Scan the lines below for "flag"; report the number of lines that contain it, and only that.

****************

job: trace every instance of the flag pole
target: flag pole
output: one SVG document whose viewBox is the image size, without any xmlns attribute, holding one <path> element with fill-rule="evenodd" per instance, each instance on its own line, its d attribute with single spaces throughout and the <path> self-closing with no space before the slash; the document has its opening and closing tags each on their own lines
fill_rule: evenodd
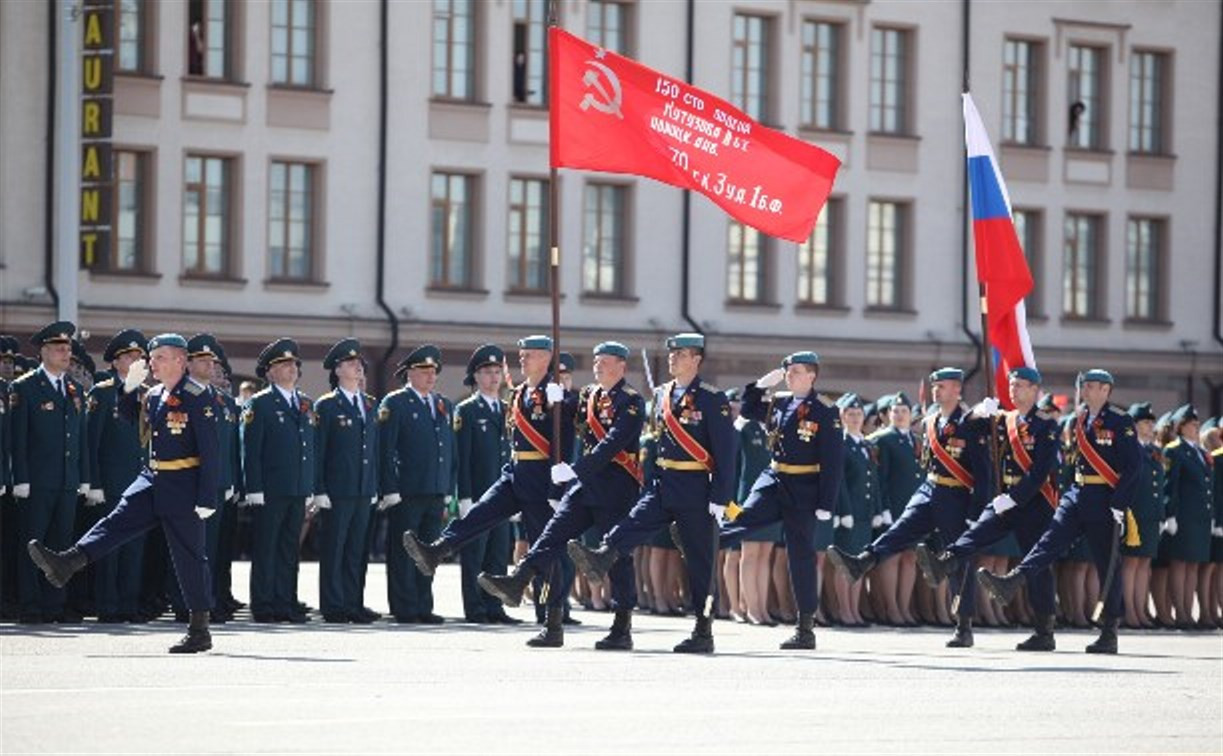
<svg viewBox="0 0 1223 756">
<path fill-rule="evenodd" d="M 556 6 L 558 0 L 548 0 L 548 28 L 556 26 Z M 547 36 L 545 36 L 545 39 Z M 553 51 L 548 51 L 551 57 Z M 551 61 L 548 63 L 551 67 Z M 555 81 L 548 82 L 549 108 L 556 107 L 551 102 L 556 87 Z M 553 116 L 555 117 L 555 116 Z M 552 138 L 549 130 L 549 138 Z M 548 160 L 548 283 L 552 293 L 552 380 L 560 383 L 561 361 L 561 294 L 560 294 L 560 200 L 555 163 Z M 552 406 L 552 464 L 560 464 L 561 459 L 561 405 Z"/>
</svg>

****************

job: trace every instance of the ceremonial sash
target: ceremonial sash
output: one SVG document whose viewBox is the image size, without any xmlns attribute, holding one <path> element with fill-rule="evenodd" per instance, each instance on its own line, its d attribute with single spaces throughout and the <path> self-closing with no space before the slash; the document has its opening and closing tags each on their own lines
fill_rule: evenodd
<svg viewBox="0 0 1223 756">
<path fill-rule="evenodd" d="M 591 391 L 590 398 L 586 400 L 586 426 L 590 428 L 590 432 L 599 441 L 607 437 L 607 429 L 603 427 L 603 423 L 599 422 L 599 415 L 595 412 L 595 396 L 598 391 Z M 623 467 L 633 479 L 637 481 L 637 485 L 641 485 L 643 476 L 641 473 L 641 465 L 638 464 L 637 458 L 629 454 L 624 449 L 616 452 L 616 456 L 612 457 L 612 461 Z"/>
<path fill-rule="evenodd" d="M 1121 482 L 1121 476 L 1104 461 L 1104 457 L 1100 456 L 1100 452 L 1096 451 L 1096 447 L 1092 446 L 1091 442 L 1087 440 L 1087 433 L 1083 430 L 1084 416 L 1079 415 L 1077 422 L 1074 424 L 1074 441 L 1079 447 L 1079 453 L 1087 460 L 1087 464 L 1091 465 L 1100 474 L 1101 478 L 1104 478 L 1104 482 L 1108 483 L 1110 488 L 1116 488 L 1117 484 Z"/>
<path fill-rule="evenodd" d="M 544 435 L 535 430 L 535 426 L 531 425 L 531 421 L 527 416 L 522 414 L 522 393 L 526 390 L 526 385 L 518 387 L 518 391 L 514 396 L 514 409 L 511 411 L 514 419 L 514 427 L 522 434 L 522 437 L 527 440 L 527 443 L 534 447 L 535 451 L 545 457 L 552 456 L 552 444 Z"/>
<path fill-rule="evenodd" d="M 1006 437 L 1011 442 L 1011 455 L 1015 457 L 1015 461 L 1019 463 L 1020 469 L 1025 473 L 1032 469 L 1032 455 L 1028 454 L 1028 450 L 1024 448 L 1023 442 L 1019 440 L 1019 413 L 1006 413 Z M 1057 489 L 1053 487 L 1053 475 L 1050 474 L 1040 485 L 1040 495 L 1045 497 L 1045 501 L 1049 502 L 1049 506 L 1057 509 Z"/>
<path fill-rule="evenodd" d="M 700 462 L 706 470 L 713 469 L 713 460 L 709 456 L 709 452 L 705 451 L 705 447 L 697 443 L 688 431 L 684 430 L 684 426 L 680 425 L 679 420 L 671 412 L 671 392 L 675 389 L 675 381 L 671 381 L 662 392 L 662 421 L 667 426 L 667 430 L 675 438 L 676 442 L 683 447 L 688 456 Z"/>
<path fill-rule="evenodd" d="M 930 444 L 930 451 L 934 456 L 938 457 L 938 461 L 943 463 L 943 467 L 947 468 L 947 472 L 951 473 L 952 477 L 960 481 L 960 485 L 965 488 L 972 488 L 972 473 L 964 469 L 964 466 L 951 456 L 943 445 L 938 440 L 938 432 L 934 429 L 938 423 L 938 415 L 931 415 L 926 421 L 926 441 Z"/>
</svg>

****************

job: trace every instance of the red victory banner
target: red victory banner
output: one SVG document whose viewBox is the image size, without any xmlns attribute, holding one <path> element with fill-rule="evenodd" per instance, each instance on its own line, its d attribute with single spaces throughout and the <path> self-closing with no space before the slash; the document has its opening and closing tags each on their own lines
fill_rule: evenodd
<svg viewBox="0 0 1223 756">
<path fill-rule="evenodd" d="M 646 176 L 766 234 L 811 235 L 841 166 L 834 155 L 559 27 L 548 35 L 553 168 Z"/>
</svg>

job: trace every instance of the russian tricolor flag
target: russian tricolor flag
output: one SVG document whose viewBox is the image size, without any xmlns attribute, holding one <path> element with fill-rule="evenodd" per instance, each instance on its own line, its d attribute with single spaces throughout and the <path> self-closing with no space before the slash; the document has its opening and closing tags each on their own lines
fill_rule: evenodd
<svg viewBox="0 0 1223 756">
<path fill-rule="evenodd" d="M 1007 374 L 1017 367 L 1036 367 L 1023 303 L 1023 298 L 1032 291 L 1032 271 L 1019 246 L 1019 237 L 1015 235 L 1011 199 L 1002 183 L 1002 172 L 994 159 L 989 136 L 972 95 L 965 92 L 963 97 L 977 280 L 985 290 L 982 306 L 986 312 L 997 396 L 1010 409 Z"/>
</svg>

****************

#### REPLY TO THE TASK
4